##### Listed entries
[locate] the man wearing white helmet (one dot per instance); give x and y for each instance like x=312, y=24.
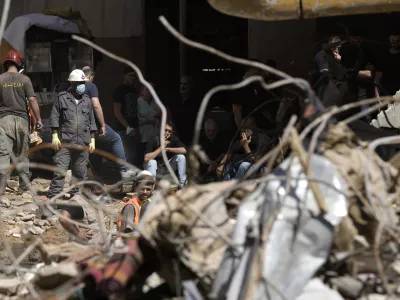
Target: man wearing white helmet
x=72, y=122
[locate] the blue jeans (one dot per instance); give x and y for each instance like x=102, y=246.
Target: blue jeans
x=178, y=162
x=112, y=143
x=236, y=170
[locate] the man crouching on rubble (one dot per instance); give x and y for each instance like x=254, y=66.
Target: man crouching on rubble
x=81, y=211
x=72, y=120
x=136, y=205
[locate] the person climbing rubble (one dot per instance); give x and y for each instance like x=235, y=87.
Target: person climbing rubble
x=15, y=92
x=137, y=204
x=72, y=121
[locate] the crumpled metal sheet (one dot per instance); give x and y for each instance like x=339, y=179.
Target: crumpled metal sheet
x=283, y=261
x=294, y=9
x=354, y=162
x=174, y=227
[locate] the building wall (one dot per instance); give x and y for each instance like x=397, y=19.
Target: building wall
x=109, y=73
x=290, y=43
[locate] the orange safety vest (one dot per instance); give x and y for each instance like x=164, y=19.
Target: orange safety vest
x=135, y=202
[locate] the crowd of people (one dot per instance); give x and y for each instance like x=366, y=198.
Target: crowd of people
x=341, y=74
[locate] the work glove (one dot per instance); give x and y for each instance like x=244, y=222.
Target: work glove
x=130, y=130
x=55, y=142
x=92, y=146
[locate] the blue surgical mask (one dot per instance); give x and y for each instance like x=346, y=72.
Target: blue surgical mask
x=80, y=89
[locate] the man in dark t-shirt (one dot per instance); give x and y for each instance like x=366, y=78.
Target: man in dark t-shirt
x=108, y=139
x=176, y=152
x=256, y=102
x=125, y=110
x=15, y=92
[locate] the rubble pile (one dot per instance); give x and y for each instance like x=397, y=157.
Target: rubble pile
x=338, y=239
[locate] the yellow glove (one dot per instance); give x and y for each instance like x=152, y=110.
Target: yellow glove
x=55, y=142
x=92, y=146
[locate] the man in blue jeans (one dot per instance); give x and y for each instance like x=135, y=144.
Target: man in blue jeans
x=107, y=138
x=176, y=152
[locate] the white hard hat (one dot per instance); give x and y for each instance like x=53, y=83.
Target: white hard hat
x=77, y=75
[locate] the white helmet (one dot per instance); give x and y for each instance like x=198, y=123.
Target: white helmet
x=77, y=75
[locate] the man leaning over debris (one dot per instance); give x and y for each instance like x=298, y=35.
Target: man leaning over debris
x=16, y=89
x=72, y=121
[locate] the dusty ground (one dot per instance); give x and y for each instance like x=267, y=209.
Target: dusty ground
x=18, y=233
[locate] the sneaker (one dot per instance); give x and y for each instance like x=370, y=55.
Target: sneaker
x=128, y=174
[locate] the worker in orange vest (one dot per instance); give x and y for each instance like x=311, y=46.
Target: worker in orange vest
x=137, y=203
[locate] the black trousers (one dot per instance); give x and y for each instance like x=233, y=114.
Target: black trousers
x=62, y=159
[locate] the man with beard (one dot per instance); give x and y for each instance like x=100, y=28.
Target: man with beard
x=184, y=111
x=388, y=76
x=331, y=79
x=137, y=204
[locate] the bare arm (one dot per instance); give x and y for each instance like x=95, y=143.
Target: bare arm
x=118, y=114
x=35, y=109
x=378, y=77
x=180, y=150
x=237, y=114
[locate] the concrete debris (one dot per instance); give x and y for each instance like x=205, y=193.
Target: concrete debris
x=396, y=266
x=27, y=195
x=18, y=202
x=4, y=202
x=36, y=230
x=29, y=223
x=14, y=231
x=27, y=218
x=9, y=286
x=13, y=184
x=49, y=277
x=53, y=220
x=347, y=286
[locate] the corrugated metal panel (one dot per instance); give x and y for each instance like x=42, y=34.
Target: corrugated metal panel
x=106, y=18
x=294, y=9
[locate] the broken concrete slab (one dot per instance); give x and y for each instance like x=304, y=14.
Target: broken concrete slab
x=9, y=286
x=43, y=223
x=4, y=202
x=29, y=223
x=49, y=277
x=36, y=230
x=28, y=218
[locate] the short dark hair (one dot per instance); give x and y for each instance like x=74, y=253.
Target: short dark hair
x=169, y=123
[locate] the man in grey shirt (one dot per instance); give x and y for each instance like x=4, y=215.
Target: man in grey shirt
x=72, y=122
x=15, y=92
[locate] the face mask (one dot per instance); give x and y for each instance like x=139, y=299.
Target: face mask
x=80, y=89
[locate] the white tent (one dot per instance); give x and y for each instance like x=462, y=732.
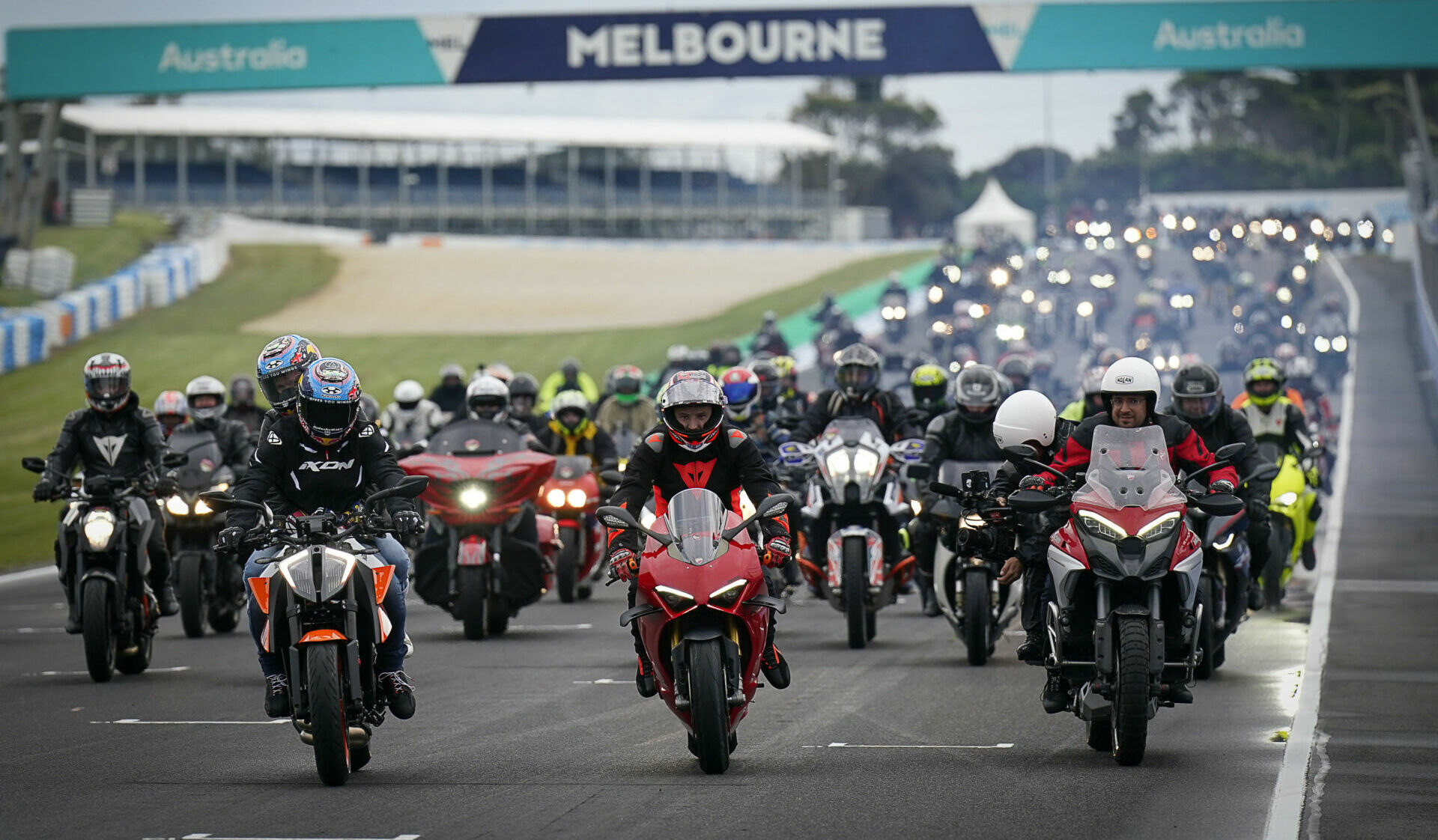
##########
Problem to work on
Rewrite all the entries above as a numbered list, dropping any blank lines and leaving the pictures out.

Task output
1. [locate] the man wearing white helmet (one dot per instance); give x and y for each instance like x=312, y=24.
2. Target: man wearing white helmet
3. x=72, y=122
4. [locate] the blue jeans (one dot per instance); give x and y for each instance like x=102, y=246.
5. Target: blue jeans
6. x=178, y=162
7. x=112, y=143
8. x=236, y=170
9. [locate] the man crouching on rubble (one dot per instance); give x and y for each instance like x=254, y=66.
10. Target: man crouching on rubble
11. x=81, y=211
12. x=72, y=120
13. x=136, y=205
14. [locate] the person climbing rubble (one dot per instance); give x and y for each instance like x=235, y=87.
15. Target: person climbing rubble
16. x=15, y=92
17. x=137, y=204
18. x=72, y=121
19. [locate] the crumpled metal sheet (one dot per instance); give x and y for each instance like x=339, y=179.
20. Target: crumpled metal sheet
21. x=283, y=261
22. x=294, y=9
23. x=354, y=162
24. x=174, y=227
25. [locate] the building wall (one dot per instance); give x and y for each instance like x=397, y=19.
26. Target: building wall
27. x=109, y=73
28. x=290, y=43
29. [locate] the orange safety vest (one dot per instance); give x and y for each instance like x=164, y=19.
30. Target: orange safety vest
31. x=135, y=202
32. [locate] the crowd of people (one dot per instance); give x and y for each instance like x=366, y=198.
33. Target: crowd of people
34. x=341, y=74
35. [locate] the work glove (one dot per instance); give x and y for each instance like x=244, y=222.
36. Target: work glove
37. x=130, y=130
38. x=55, y=142
39. x=92, y=146
40. [locate] the blue surgical mask (one dot per instance); give x and y for each instance like x=346, y=72.
41. Target: blue surgical mask
42. x=80, y=89
43. [locate] the man in dark t-shirt (one dot per instance); give x and y for each instance like x=366, y=78.
44. Target: man in dark t-shirt
45. x=108, y=139
46. x=176, y=152
47. x=256, y=102
48. x=125, y=110
49. x=15, y=92
50. [locate] the rubble pile (one dot per instance); give x and y for each instance like x=397, y=157.
51. Target: rubble pile
52. x=338, y=239
53. [locate] the yellow glove (one dot per instance); give x and y for each instance like x=152, y=110.
54. Target: yellow glove
55. x=55, y=142
56. x=92, y=146
57. [locate] the man in blue jeans (one dot per instance); give x and y for each instance like x=135, y=144.
58. Target: man in blue jeans
59. x=107, y=138
60. x=176, y=152
61. [locate] the white hard hat (one dot per instance); give x and y for each instance like x=53, y=83.
62. Target: white hard hat
63. x=77, y=75
64. [locate] the white helmet (one dot per instance); give x and y for each instance like x=198, y=123.
65. Target: white helmet
66. x=77, y=75
67. [locate] the man leaning over debris (one dot per instance); give x and y for each instance like x=298, y=35.
68. Target: man leaning over debris
69. x=16, y=89
70. x=72, y=121
71. [locate] the dusty ground (one dot per instance); give x and y for each instance like x=267, y=209.
72. Target: dusty ground
73. x=18, y=233
74. [locate] the sneaker (one dot per instance); give x and y for each instance like x=370, y=55.
75. Target: sneaker
76. x=128, y=174
77. [locate] the worker in orange vest (one dot per instance); give x and y for each instance like x=311, y=46.
78. Target: worker in orange vest
79. x=137, y=203
80. [locate] the black trousers (one dot per instance); give x and y for each instance like x=233, y=114.
81. Target: black trousers
82. x=62, y=159
83. [locate] the man with beard (one dot per instance); give x and y for each instance like x=100, y=28.
84. Target: man with beard
85. x=184, y=111
86. x=388, y=76
87. x=331, y=79
88. x=137, y=204
89. [locate] the bare arm (one dot per instance); give x and y for each instance like x=95, y=143.
90. Target: bare arm
91. x=118, y=114
92. x=35, y=109
93. x=378, y=77
94. x=180, y=150
95. x=237, y=114
96. [locate] the concrete debris (one dot per instance); give x and y for each instance like x=205, y=193.
97. Target: concrete debris
98. x=396, y=266
99. x=27, y=195
100. x=18, y=202
101. x=4, y=202
102. x=36, y=230
103. x=29, y=223
104. x=14, y=231
105. x=27, y=218
106. x=9, y=286
107. x=13, y=184
108. x=49, y=277
109. x=53, y=220
110. x=347, y=286
111. [locate] the corrugated metal panel (one dot per instance); give x and y for each instance like x=42, y=34.
112. Target: corrugated metal panel
113. x=106, y=18
114. x=294, y=9
115. [locate] the broken concrete slab (one dot per instance); give x and y for each instance like x=304, y=14.
116. Target: broken concrete slab
117. x=9, y=286
118. x=43, y=223
119. x=4, y=202
120. x=29, y=223
121. x=49, y=277
122. x=36, y=230
123. x=28, y=218
124. [locate] the short dark hair (one dot per instance); give x and y for each instance like x=74, y=253.
125. Target: short dark hair
126. x=169, y=123
127. [locate] the man in grey shirt (one dot per instance); give x and y for each instance like x=4, y=215.
128. Target: man in grey shirt
129. x=72, y=122
130. x=15, y=92
131. [locate] the face mask (one dot per instance); give x and y for each instance like x=139, y=299.
132. Target: face mask
133. x=80, y=89
134. [locate] the white tent (one dot per instance); give x and y for each instance like x=462, y=732.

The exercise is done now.